● What this task involves
Edit the lines starting at the one that contains "task: segment the thick tree trunk" and ending at the one that contains "393 95 L 394", replacing "thick" with "massive" and leaving everything else unchanged.
-- start Record extracts --
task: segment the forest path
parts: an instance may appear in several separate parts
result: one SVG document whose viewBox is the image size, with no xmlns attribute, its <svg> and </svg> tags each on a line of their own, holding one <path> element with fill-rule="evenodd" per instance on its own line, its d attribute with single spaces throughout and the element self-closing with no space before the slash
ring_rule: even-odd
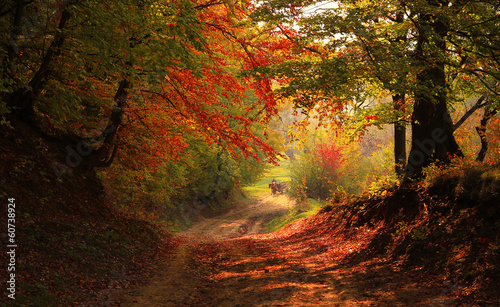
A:
<svg viewBox="0 0 500 307">
<path fill-rule="evenodd" d="M 264 196 L 205 219 L 178 235 L 181 243 L 120 306 L 445 306 L 453 291 L 418 282 L 384 259 L 348 264 L 373 230 L 334 237 L 303 219 L 264 234 L 284 214 L 286 196 Z M 328 226 L 328 224 L 325 224 Z M 330 227 L 331 229 L 332 227 Z"/>
</svg>

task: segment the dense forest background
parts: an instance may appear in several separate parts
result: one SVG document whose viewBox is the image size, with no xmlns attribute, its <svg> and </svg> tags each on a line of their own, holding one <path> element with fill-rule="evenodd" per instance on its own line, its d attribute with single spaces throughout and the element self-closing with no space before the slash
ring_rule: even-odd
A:
<svg viewBox="0 0 500 307">
<path fill-rule="evenodd" d="M 499 12 L 493 0 L 3 2 L 0 195 L 17 204 L 19 302 L 70 302 L 152 261 L 284 160 L 290 197 L 350 203 L 360 221 L 403 212 L 410 229 L 425 204 L 374 205 L 398 191 L 454 200 L 491 265 Z"/>
</svg>

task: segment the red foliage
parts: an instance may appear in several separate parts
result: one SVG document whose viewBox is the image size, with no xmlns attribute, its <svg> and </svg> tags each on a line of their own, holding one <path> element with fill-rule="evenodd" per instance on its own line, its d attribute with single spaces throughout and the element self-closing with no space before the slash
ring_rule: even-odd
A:
<svg viewBox="0 0 500 307">
<path fill-rule="evenodd" d="M 342 156 L 342 147 L 335 144 L 319 144 L 314 155 L 329 178 L 341 174 L 341 166 L 346 161 Z"/>
</svg>

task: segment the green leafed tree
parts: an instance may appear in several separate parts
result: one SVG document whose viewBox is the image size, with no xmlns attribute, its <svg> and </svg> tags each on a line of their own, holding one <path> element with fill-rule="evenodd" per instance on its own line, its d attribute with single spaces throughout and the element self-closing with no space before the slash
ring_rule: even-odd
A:
<svg viewBox="0 0 500 307">
<path fill-rule="evenodd" d="M 295 35 L 284 35 L 308 50 L 310 56 L 269 71 L 290 79 L 281 91 L 297 97 L 299 107 L 345 111 L 367 97 L 392 97 L 396 164 L 406 158 L 405 111 L 411 110 L 411 150 L 399 169 L 411 178 L 432 162 L 462 155 L 449 115 L 457 78 L 469 78 L 475 95 L 498 101 L 498 12 L 490 0 L 268 0 L 254 17 L 279 29 L 293 26 Z"/>
</svg>

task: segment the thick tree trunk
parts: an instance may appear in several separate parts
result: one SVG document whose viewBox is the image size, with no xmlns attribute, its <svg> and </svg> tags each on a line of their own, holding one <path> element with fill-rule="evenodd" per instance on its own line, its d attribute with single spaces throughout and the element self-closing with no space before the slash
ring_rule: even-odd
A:
<svg viewBox="0 0 500 307">
<path fill-rule="evenodd" d="M 28 86 L 18 89 L 7 97 L 9 107 L 14 110 L 12 115 L 16 116 L 30 126 L 37 126 L 34 104 L 47 83 L 54 59 L 61 53 L 66 39 L 64 28 L 70 18 L 71 14 L 68 9 L 65 8 L 61 13 L 61 18 L 59 19 L 59 25 L 54 35 L 54 40 L 45 52 L 40 66 L 35 72 L 33 78 L 29 81 Z"/>
<path fill-rule="evenodd" d="M 393 95 L 394 108 L 401 110 L 404 105 L 405 95 Z M 403 177 L 406 169 L 406 122 L 394 122 L 394 165 L 398 177 Z"/>
<path fill-rule="evenodd" d="M 486 158 L 486 153 L 488 152 L 488 139 L 486 138 L 486 125 L 490 118 L 497 114 L 497 110 L 491 107 L 486 107 L 484 110 L 483 118 L 481 119 L 481 123 L 479 127 L 476 127 L 477 133 L 481 138 L 481 150 L 477 154 L 476 161 L 483 162 L 484 158 Z"/>
</svg>

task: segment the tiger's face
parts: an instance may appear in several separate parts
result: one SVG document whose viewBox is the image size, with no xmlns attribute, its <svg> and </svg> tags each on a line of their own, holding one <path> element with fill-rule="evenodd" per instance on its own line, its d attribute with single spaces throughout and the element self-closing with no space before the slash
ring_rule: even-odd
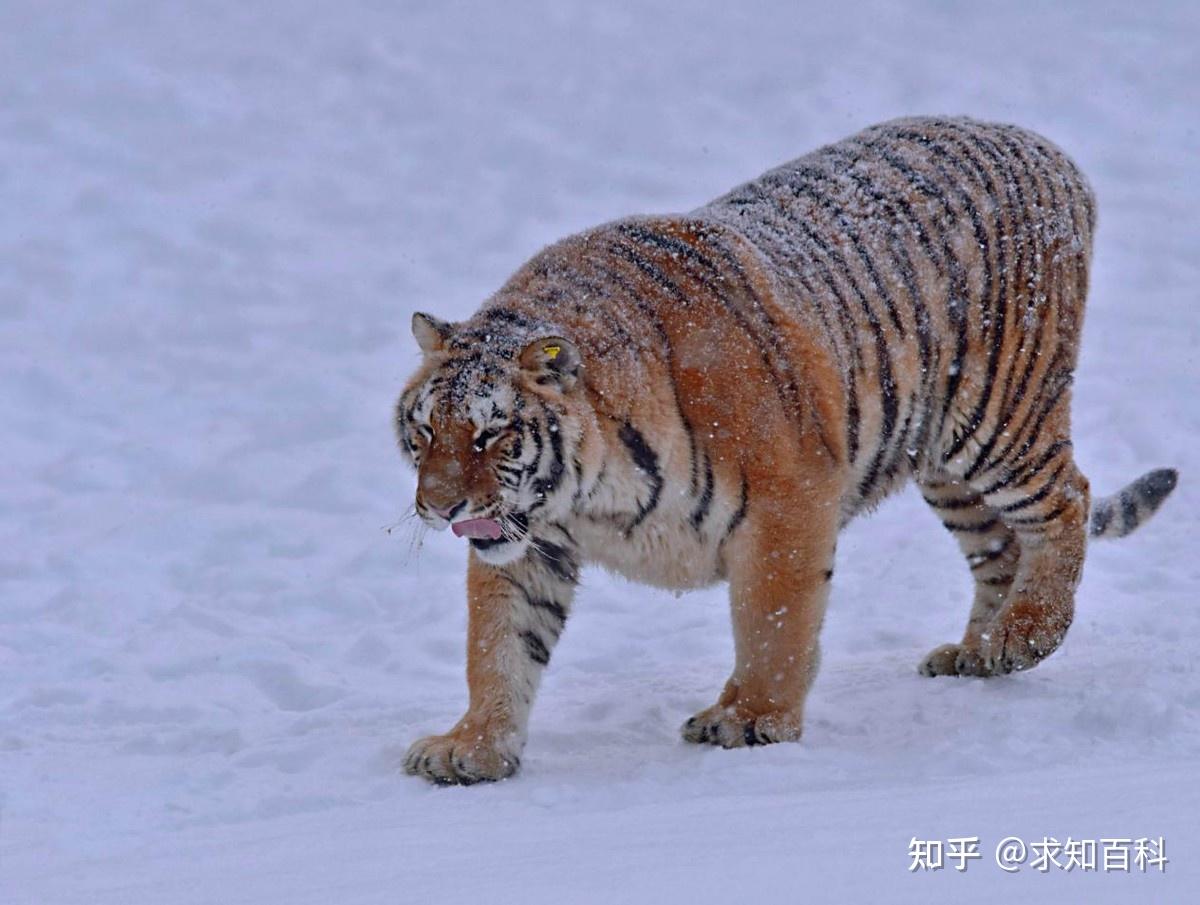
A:
<svg viewBox="0 0 1200 905">
<path fill-rule="evenodd" d="M 485 562 L 510 563 L 532 525 L 565 515 L 582 480 L 578 352 L 557 336 L 523 342 L 420 313 L 413 334 L 425 361 L 401 394 L 396 430 L 418 473 L 416 514 Z"/>
</svg>

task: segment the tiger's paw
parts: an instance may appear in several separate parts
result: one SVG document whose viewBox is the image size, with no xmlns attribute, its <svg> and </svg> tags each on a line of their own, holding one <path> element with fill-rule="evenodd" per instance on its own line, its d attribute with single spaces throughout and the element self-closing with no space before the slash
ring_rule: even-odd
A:
<svg viewBox="0 0 1200 905">
<path fill-rule="evenodd" d="M 404 772 L 437 785 L 474 785 L 508 779 L 521 768 L 516 745 L 491 733 L 456 726 L 418 739 L 404 755 Z"/>
<path fill-rule="evenodd" d="M 973 647 L 942 645 L 935 647 L 917 666 L 922 676 L 994 676 L 994 666 Z"/>
<path fill-rule="evenodd" d="M 787 711 L 751 714 L 736 705 L 715 705 L 683 724 L 683 739 L 721 748 L 794 742 L 800 737 L 800 714 Z"/>
</svg>

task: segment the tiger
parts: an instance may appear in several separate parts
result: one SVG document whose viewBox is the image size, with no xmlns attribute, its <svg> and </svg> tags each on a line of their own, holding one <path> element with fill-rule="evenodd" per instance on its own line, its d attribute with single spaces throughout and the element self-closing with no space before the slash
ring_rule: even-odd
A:
<svg viewBox="0 0 1200 905">
<path fill-rule="evenodd" d="M 413 316 L 395 412 L 426 526 L 467 540 L 466 714 L 415 742 L 438 784 L 517 772 L 581 569 L 727 582 L 732 672 L 686 742 L 800 737 L 839 531 L 908 480 L 974 580 L 924 676 L 1028 670 L 1063 641 L 1093 499 L 1070 395 L 1096 202 L 1031 131 L 876 125 L 688 214 L 558 241 L 469 319 Z"/>
</svg>

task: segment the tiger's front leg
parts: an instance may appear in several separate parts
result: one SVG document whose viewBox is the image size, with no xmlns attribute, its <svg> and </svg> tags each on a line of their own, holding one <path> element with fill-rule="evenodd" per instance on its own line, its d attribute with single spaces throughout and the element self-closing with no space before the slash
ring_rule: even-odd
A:
<svg viewBox="0 0 1200 905">
<path fill-rule="evenodd" d="M 716 703 L 683 726 L 688 742 L 722 748 L 800 737 L 820 661 L 838 538 L 834 495 L 811 486 L 750 499 L 727 540 L 736 663 Z"/>
<path fill-rule="evenodd" d="M 506 779 L 521 766 L 529 709 L 566 622 L 578 565 L 570 546 L 539 540 L 524 558 L 467 568 L 467 713 L 408 749 L 404 769 L 443 784 Z"/>
</svg>

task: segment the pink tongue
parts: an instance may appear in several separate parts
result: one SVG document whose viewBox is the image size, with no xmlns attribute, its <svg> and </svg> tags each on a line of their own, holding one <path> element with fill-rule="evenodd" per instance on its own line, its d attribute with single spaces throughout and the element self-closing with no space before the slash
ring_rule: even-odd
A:
<svg viewBox="0 0 1200 905">
<path fill-rule="evenodd" d="M 504 532 L 500 523 L 494 519 L 468 519 L 464 522 L 455 522 L 450 531 L 456 538 L 486 538 L 487 540 L 499 540 Z"/>
</svg>

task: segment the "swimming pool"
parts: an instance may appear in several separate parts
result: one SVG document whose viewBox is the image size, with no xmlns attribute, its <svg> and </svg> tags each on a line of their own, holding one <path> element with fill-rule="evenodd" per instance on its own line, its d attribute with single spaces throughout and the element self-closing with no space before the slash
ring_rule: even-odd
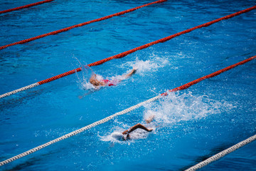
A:
<svg viewBox="0 0 256 171">
<path fill-rule="evenodd" d="M 54 1 L 1 14 L 1 45 L 138 6 L 149 1 Z M 31 1 L 0 3 L 0 10 Z M 0 93 L 40 81 L 255 5 L 253 1 L 167 1 L 0 51 Z M 88 92 L 84 70 L 0 99 L 0 159 L 6 160 L 165 90 L 255 56 L 255 11 L 92 67 L 117 86 Z M 3 167 L 18 170 L 182 170 L 255 134 L 255 61 L 173 93 Z M 119 142 L 110 135 L 144 122 Z M 256 143 L 203 168 L 252 170 Z"/>
</svg>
-- end Record extracts --
● Response to the exercise
task: segment the massive tree trunk
parts: an instance may appear in several separate parts
result: one SVG document whose viewBox is the image size, with no xmlns attribute, its <svg> and </svg> tags each on a line of their own, holding one <path> element with fill-rule="evenodd" per instance on its own line, its d attribute with single spaces throughout and the element self-closing with no space before the slash
ring_rule: even-odd
A:
<svg viewBox="0 0 500 307">
<path fill-rule="evenodd" d="M 28 86 L 18 89 L 7 97 L 9 107 L 14 110 L 12 115 L 16 116 L 30 126 L 37 126 L 34 104 L 47 83 L 54 59 L 61 53 L 66 39 L 64 28 L 70 18 L 71 14 L 68 9 L 65 8 L 61 13 L 61 18 L 59 19 L 59 25 L 54 35 L 54 40 L 45 52 L 40 66 L 35 72 L 33 78 L 29 81 Z"/>
<path fill-rule="evenodd" d="M 393 95 L 394 108 L 401 110 L 404 105 L 405 95 Z M 403 177 L 406 169 L 406 122 L 394 122 L 394 165 L 398 177 Z"/>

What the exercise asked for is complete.